[Problem details] Quote all lines below exactly. Images stay out.

○ ○ ○ ○ ○ ○ ○

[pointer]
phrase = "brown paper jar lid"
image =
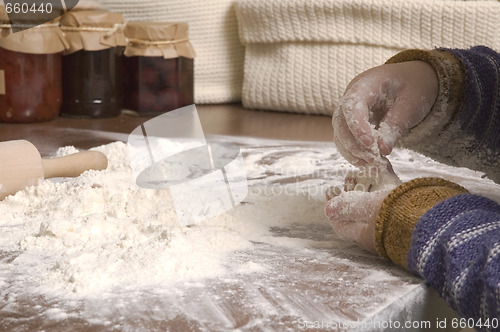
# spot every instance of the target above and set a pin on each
(38, 39)
(169, 40)
(92, 30)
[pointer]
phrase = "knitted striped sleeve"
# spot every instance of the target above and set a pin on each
(455, 247)
(462, 128)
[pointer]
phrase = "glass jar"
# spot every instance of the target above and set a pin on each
(157, 73)
(92, 84)
(32, 86)
(92, 65)
(30, 70)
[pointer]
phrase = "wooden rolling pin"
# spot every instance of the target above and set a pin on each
(21, 165)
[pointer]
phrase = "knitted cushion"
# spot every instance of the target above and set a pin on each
(213, 32)
(301, 54)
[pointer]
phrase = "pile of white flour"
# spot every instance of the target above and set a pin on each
(99, 231)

○ ○ ○ ○ ○ ○ ○

[Result of the task]
[pointer]
phrase = "brown paper jar lid"
image =
# spot every instance of the target above and set a pin on each
(38, 39)
(169, 40)
(92, 30)
[pointer]
phrase = "knitted striped sleeve"
# spot every instance of the target above and set a pin on each
(455, 247)
(462, 128)
[pointer]
phrase = "glass jar"
# spot every instance of the target above and set a pin on each
(157, 73)
(92, 84)
(32, 86)
(92, 65)
(30, 70)
[pointer]
phrase = "wooden rolling pin"
# spot every instance of the target above and set a pin on each
(21, 165)
[pointer]
phrase = "knitted cushion"
# spot every instance of the target above and set a pin on each
(213, 32)
(301, 54)
[pointer]
phrase = "pile of white flour"
# spot every instance of the target above and set a pin on each
(99, 231)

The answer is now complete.